Working Holiday Studio adds hacienda-style twist to midcentury LA house


The founders of LA-based Working Holiday Studio have renovated a midcentury home for themselves and their growing family, transforming the interiors to echo a Mexican hacienda.

Designers Carlos Naude and Whitney Brown chose to move from their previous ranch-style home to a larger dwelling after having a second child, knowing they would need more space.

Kitchen and dining room with mono-pitched ceiling and brick floor
Working Holiday Studio added arched openings and handmade brick floors to the midcentury home

The couple found another midcentury home built in 1962 in the Granada Hills neighbourhood of Los Angeles, which they set about remodelling in “an eclectic hacienda style with Mexican and Scandinavian influences.

“We renovated the house because it hasn’t been updated since the first owners bought it and was in much need of a refresh,” the duo told Dezeen. “The layout didn’t make sense for modern living and the house felt dark, cold and outdated.”

*Request A*. Retype the rows word for word, starting with the first row and stopping after the line that contains "[[790, 470], [903, 721]]".

*Task input*.
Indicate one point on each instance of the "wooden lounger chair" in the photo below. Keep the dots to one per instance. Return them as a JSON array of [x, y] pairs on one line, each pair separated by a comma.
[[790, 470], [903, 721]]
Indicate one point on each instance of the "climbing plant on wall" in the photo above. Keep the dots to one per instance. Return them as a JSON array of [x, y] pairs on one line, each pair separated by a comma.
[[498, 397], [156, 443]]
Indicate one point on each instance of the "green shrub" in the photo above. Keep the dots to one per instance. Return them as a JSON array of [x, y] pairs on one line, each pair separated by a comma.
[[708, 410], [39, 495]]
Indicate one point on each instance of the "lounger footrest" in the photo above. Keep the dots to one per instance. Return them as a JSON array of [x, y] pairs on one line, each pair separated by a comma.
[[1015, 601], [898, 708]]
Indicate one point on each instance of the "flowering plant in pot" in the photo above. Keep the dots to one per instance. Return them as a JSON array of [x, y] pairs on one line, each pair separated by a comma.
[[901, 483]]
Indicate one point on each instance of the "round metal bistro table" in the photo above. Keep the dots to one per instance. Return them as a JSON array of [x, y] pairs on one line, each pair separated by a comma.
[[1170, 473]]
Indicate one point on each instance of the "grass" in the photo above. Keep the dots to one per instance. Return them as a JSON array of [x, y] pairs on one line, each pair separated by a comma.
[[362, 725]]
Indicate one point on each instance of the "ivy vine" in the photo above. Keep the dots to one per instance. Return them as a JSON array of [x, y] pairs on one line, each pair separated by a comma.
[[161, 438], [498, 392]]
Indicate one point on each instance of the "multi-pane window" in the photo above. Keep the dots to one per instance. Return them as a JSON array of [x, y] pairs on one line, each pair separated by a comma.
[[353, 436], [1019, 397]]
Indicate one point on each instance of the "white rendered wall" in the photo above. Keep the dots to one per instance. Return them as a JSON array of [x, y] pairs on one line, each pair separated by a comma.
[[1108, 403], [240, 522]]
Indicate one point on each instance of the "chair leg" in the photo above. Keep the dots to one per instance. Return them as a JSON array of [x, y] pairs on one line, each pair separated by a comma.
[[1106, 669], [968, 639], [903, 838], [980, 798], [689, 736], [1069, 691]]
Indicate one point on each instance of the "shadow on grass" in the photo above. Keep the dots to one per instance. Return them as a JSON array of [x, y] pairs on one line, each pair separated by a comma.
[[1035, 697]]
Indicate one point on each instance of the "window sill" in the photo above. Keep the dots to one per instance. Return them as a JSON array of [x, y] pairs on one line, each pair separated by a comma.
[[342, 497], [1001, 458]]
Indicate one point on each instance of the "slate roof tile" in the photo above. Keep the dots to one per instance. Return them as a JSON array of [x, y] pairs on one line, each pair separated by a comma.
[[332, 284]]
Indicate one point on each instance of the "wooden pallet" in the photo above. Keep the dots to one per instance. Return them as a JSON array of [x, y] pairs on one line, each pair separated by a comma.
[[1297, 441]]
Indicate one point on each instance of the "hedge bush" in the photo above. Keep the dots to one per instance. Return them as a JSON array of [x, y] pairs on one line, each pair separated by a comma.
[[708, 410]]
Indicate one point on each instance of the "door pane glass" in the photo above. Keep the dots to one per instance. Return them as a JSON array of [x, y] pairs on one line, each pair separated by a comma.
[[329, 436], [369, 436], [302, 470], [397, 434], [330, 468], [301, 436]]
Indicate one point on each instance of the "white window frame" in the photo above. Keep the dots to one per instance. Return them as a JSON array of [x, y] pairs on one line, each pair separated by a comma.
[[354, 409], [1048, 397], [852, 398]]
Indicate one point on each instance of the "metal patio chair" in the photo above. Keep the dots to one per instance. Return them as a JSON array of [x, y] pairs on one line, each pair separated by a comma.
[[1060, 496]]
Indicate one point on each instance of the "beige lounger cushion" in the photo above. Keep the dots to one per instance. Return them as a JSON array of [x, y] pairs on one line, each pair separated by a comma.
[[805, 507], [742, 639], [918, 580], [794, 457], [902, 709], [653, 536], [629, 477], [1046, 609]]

*Request B*. Echo the text about the hacienda-style house renovation verbatim, beginning at the words "The founders of" and ending after the words "and Scandinavian influences.".

*Response A*.
Indicate one point on each instance of the "wooden lounger chair" in the photo below. Keep the dots to one per instance. Return them as a JSON array of [x, y] pairs on one line, each pair separated by a comma.
[[790, 470], [903, 721]]

*Response B*.
The founders of LA-based Working Holiday Studio have renovated a midcentury home for themselves and their growing family, transforming the interiors to echo a Mexican hacienda.

Designers Carlos Naude and Whitney Brown chose to move from their previous ranch-style home to a larger dwelling after having a second child, knowing they would need more space.

Kitchen and dining room with mono-pitched ceiling and brick floor
Working Holiday Studio added arched openings and handmade brick floors to the midcentury home

The couple found another midcentury home built in 1962 in the Granada Hills neighbourhood of Los Angeles, which they set about remodelling in “an eclectic hacienda style with Mexican and Scandinavian influences.